-- begin Data for processing --

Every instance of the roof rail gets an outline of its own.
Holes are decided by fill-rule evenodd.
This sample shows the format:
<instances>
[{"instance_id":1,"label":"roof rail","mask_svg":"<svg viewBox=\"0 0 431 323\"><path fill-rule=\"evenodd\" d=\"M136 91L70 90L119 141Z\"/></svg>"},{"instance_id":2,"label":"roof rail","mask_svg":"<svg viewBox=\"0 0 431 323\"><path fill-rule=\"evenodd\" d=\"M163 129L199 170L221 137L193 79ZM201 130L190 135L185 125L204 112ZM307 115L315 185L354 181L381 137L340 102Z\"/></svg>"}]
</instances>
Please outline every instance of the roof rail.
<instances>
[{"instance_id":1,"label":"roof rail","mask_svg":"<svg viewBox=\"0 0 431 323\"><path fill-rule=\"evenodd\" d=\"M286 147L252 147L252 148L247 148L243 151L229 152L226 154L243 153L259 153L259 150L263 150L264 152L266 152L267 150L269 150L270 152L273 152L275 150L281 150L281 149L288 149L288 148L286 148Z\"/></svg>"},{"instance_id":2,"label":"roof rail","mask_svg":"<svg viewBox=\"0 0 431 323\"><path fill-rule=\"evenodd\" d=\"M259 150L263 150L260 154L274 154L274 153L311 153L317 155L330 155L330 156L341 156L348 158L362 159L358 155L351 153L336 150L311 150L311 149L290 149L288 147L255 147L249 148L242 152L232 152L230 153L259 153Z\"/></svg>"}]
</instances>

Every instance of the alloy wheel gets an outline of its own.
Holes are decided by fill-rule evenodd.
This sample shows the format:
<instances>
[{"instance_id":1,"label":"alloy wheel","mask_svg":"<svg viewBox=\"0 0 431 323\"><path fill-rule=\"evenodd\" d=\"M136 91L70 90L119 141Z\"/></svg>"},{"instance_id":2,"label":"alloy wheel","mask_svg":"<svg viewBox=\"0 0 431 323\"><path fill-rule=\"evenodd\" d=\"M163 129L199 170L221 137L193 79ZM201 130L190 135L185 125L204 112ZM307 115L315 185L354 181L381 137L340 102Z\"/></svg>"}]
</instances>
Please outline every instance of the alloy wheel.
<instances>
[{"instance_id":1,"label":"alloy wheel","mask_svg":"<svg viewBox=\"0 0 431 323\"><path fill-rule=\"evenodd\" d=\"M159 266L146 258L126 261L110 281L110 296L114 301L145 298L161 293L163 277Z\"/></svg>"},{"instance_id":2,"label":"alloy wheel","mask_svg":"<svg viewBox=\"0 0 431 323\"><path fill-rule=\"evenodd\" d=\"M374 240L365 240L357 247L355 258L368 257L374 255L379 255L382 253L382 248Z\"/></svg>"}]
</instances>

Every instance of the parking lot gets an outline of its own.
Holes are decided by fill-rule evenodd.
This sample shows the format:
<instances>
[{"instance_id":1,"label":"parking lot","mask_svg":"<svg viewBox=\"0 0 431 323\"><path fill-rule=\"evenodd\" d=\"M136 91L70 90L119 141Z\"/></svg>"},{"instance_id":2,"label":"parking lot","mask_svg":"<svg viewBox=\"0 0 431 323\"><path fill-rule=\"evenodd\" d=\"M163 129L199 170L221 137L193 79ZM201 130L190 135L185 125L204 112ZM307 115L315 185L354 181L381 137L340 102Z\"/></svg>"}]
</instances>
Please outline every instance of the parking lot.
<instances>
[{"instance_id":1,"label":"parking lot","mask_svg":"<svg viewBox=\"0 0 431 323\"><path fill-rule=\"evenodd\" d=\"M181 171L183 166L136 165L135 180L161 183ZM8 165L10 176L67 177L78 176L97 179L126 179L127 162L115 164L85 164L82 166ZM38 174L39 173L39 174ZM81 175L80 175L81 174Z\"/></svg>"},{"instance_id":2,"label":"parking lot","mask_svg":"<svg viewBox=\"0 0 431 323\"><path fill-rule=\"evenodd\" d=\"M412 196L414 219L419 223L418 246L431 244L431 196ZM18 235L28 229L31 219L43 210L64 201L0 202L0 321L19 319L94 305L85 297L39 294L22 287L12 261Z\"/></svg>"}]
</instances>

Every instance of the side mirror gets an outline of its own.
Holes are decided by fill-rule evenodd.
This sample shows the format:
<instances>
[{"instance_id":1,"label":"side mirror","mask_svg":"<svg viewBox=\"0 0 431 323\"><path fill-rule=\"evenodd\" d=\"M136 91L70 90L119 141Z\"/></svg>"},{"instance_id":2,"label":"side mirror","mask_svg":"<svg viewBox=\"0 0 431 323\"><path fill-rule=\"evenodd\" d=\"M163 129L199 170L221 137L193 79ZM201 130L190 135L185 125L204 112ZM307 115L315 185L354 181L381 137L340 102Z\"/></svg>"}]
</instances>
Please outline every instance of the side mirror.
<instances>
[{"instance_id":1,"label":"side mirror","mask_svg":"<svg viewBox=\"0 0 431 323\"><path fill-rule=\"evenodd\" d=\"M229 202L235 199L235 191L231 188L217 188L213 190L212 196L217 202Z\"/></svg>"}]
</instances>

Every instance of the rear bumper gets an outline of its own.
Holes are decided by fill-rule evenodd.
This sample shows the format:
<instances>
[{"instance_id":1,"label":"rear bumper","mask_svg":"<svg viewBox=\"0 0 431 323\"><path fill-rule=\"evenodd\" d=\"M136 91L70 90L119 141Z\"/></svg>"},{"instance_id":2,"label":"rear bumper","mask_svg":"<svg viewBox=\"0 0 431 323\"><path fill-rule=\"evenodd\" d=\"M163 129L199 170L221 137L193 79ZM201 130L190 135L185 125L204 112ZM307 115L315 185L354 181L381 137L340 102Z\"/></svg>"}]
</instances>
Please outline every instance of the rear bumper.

-- end Data for processing --

▸ Requirement:
Report every line of the listing above that contains the string "parking", treating uppercase and lowercase as different.

▸ Exercise output:
Every instance of the parking lot gets an outline of its own.
[{"instance_id":1,"label":"parking lot","mask_svg":"<svg viewBox=\"0 0 431 323\"><path fill-rule=\"evenodd\" d=\"M136 91L70 90L119 141Z\"/></svg>"},{"instance_id":2,"label":"parking lot","mask_svg":"<svg viewBox=\"0 0 431 323\"><path fill-rule=\"evenodd\" d=\"M163 129L199 170L221 137L193 79ZM201 130L190 135L185 125L204 112ZM307 115L315 185L354 181L381 137L340 102Z\"/></svg>"}]
Please outline every instance of the parking lot.
[{"instance_id":1,"label":"parking lot","mask_svg":"<svg viewBox=\"0 0 431 323\"><path fill-rule=\"evenodd\" d=\"M181 171L183 166L136 165L135 180L161 183ZM8 165L10 176L67 177L78 176L97 179L126 179L127 162L115 164L85 164L82 166ZM38 174L39 173L39 174ZM81 175L80 175L81 174Z\"/></svg>"},{"instance_id":2,"label":"parking lot","mask_svg":"<svg viewBox=\"0 0 431 323\"><path fill-rule=\"evenodd\" d=\"M412 196L414 219L419 223L418 246L431 244L431 196ZM18 235L28 229L31 219L43 210L64 201L0 202L0 321L19 319L94 305L85 297L39 294L22 287L12 261Z\"/></svg>"}]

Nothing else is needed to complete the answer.